=== Supplied entries ===

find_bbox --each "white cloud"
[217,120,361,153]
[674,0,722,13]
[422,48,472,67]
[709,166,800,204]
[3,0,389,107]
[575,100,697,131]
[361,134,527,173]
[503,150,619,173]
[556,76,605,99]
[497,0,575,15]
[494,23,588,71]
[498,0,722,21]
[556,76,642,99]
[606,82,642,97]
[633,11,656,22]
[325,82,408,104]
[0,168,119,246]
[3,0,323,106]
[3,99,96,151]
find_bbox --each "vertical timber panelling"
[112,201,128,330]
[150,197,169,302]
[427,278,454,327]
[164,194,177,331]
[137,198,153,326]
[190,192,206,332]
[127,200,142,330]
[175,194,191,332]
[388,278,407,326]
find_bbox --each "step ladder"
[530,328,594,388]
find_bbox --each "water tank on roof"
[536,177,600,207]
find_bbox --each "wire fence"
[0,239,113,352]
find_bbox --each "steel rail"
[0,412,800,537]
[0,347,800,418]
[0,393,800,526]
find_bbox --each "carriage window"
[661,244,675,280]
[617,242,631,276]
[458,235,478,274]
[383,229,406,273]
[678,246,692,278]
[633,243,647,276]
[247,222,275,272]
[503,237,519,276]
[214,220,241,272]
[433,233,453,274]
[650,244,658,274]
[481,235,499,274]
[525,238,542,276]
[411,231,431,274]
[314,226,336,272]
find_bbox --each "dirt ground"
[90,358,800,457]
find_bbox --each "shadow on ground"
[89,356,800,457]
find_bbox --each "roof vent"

===

Which lines in the items above contain the string "each", with case counting? Identify them and copy every one in full.

find_bbox --each "white cloud"
find_bbox --each "vertical timber panelling"
find_bbox --each "step ladder"
find_bbox --each "water tank on roof"
find_bbox --each "wire fence"
find_bbox --each "steel rail"
find_bbox --each "carriage window"
find_bbox --each "dirt ground"
find_bbox --each "shadow on ground"
find_bbox --each "roof vent"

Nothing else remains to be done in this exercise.